● What needs to be done
From the blog entry below about a Daily Mail story, answer these:
1. Whose feet have been the subject of at least two Daily Mail stories in recent weeks?
2. About how much did Malissa Jones weigh when she had gastric bypass surgery?
3. What is she now diagnosed as?

● Document passage
-----

Thursday, May 5, 2011
This blog entry concerns a story reported in the UK's Daily Mail, a newspaper I've come to hate for its constant frieze, running up and down the right side of its web pages, of body-scrutinizing imagery of every kind. Women (celebrities) who are: too fat, too skinny, dressed wrong, dressed slutty, dressed right, have bunions (bunions; there have been at least two stories about Nigella Lawson's feet in recent weeks), stretch marks, unkempt hair...it's your worst fears about being Watched as a female come true. Whole separate pages with huge photos devoted to a woman's panty lines, back fat, sloppy footwear, whatever.
The story in question is more than horrible, though, and although it has a sickening, tabloid, over-reported feel--the girl in question has been a fixture in the media for a while and the screaming headline is horrid--it seems worth noting.
Malissa Jones is 21, and was called, in a gesture of sideshow freak labeling, "Britain's fattest teenager" when she had gastric bypass surgery three years ago. At that point she was around 475 pounds. In 2009, after losing around two hundred pounds, she made news in an interview in which she said wished she had never had the surgery. She was depressed from the hanging skin and wrinkles which she could not afford to fix, suffering from a severely compromised immune system, and discovered she was no longer able to carry a baby to term after a miscarriage (her inability to eat/lack of interest in eating was called the cause of the miscarriage).
Now she is diagnosed as anorexic. Her photo [same link as above] shows someone who looks like the battlefield of our body wars itself: fat, emaciated, ill, all at once. Starved in some deep-down, fundamental fashion. It's heartbreaking. It's also heartbreaking that we see so much of her--there is an invasive quality to the way the photos are used, as in all the stories I've read about her, as there often is pieces about fat/formerly fat people, who have to walk the perp walk and show their shame.

-----

● Data listing
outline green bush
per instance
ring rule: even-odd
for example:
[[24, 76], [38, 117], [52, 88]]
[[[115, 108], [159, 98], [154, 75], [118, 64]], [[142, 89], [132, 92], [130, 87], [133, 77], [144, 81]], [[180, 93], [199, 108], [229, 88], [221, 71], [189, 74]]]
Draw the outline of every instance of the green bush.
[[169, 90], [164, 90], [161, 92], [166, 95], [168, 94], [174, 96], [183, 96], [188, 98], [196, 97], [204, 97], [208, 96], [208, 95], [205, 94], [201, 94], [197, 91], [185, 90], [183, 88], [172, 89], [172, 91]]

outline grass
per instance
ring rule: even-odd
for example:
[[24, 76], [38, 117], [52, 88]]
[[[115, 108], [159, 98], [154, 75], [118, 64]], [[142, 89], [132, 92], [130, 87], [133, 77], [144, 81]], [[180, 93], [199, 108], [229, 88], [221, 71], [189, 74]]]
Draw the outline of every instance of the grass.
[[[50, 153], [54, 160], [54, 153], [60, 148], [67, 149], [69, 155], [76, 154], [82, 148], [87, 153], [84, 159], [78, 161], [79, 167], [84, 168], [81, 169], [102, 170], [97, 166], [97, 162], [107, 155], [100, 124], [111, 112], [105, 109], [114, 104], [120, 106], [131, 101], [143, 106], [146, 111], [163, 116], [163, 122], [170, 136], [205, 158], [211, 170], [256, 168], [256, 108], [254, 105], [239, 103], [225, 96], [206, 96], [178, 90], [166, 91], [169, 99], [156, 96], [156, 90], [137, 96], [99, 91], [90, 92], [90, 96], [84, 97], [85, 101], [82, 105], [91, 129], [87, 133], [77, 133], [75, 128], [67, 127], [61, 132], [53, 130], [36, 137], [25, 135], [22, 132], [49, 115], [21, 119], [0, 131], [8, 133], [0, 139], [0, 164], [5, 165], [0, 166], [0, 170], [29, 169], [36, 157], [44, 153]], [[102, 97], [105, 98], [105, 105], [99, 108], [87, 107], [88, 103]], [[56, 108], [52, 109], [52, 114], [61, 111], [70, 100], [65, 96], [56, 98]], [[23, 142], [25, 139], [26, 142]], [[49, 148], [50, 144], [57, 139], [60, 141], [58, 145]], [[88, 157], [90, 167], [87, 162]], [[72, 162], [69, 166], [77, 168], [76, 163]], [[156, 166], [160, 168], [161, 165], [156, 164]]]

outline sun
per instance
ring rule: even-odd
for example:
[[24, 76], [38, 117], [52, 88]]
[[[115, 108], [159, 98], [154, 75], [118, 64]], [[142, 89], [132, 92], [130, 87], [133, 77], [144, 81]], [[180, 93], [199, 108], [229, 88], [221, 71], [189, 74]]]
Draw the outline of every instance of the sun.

-----

● Written solution
1. Nigella Lawson's.
2. Around 475 pounds.
3. Anorexic.